ITEMS:

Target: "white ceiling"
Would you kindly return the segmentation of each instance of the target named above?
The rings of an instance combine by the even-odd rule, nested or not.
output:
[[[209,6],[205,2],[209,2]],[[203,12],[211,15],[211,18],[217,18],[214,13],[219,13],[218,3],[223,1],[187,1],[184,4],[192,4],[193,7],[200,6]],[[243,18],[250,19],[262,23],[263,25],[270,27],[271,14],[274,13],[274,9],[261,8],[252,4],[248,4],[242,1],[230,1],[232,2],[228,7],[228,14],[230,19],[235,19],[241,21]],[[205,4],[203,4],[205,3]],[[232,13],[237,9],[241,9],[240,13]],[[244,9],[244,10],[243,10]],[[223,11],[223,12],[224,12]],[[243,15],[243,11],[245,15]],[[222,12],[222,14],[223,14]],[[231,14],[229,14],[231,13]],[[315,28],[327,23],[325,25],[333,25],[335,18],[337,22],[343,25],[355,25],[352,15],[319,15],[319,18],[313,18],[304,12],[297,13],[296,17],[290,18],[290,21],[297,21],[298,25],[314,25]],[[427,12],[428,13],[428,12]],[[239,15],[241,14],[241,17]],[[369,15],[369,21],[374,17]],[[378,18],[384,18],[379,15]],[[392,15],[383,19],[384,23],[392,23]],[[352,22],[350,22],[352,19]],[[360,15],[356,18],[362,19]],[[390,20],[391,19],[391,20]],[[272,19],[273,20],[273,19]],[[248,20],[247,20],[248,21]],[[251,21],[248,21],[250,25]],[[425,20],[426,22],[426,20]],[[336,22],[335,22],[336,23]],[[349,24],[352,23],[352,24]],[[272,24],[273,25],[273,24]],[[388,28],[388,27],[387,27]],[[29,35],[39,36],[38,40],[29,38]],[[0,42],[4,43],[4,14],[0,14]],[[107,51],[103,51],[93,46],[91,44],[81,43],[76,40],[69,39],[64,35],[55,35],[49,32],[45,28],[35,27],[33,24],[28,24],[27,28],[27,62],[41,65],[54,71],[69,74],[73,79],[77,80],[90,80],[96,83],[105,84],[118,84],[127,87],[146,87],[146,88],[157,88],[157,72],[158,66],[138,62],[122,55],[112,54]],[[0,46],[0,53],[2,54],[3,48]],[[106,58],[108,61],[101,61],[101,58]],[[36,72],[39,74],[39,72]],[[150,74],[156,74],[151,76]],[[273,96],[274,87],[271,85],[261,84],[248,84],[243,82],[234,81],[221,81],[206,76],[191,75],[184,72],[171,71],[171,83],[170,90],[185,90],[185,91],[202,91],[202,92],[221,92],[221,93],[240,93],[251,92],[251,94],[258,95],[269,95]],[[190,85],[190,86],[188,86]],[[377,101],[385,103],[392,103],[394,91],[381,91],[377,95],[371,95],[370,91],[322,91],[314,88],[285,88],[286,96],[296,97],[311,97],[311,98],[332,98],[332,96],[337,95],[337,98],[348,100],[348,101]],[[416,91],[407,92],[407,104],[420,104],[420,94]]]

TASK DETAILS: Reproduce the data in full, exactly as presented.

ANSWER TO THIS TASK:
Target: "white ceiling"
Would you kindly return the segmentation of each instance of the target named above?
The rings of an instance combine by the even-odd rule, nested or not.
output:
[[[209,6],[205,2],[209,2]],[[203,12],[211,15],[211,18],[217,18],[214,13],[219,13],[218,3],[223,1],[187,1],[184,4],[192,4],[193,7],[200,6]],[[243,18],[250,19],[262,23],[263,25],[270,27],[271,14],[274,13],[274,9],[261,8],[252,4],[248,4],[242,1],[230,1],[232,2],[228,7],[228,14],[230,19],[235,19],[241,21]],[[205,4],[203,4],[205,3]],[[232,13],[237,9],[241,9],[240,13]],[[244,9],[244,10],[243,10]],[[223,11],[223,12],[224,12]],[[243,15],[243,11],[245,15]],[[222,12],[222,14],[223,14]],[[231,14],[229,14],[231,13]],[[315,28],[327,23],[325,25],[333,25],[335,18],[337,22],[343,25],[355,25],[352,15],[319,15],[319,18],[313,18],[304,12],[297,13],[296,17],[290,18],[290,21],[297,21],[298,25],[314,25]],[[427,12],[428,13],[428,12]],[[239,15],[241,14],[241,17]],[[369,15],[369,21],[374,17]],[[378,18],[384,18],[379,15]],[[392,15],[383,19],[384,23],[392,23]],[[352,22],[350,22],[352,19]],[[360,15],[356,18],[362,19]],[[390,20],[391,19],[391,20]],[[272,19],[273,20],[273,19]],[[248,20],[247,20],[248,21]],[[251,21],[248,21],[250,25]],[[425,20],[426,22],[426,20]],[[336,22],[335,22],[336,23]],[[349,24],[352,23],[352,24]],[[272,24],[273,25],[273,24]],[[388,28],[388,27],[387,27]],[[29,35],[39,36],[38,40],[29,38]],[[0,42],[4,43],[4,14],[0,14]],[[107,51],[103,51],[93,46],[91,44],[81,43],[76,40],[69,39],[64,35],[55,35],[49,32],[45,28],[35,27],[33,24],[28,24],[27,28],[27,62],[41,65],[54,71],[69,74],[73,79],[77,80],[90,80],[96,83],[105,84],[118,84],[127,87],[146,87],[146,88],[157,88],[157,72],[158,66],[138,62],[122,55],[112,54]],[[0,46],[0,53],[2,54],[3,48]],[[106,58],[108,61],[101,61],[101,58]],[[36,72],[39,74],[39,72]],[[150,74],[156,74],[151,76]],[[273,96],[274,87],[271,85],[261,84],[248,84],[243,82],[234,81],[221,81],[206,76],[191,75],[184,72],[171,71],[171,83],[170,90],[185,90],[185,91],[202,91],[202,92],[221,92],[221,93],[240,93],[251,92],[251,94],[258,95],[269,95]],[[190,85],[190,86],[188,86]],[[377,101],[385,103],[392,103],[394,91],[381,91],[377,95],[371,95],[370,91],[322,91],[314,88],[285,88],[286,96],[296,97],[311,97],[311,98],[332,98],[332,96],[337,95],[337,98],[348,100],[348,101]],[[416,91],[407,92],[407,104],[420,104],[420,94]]]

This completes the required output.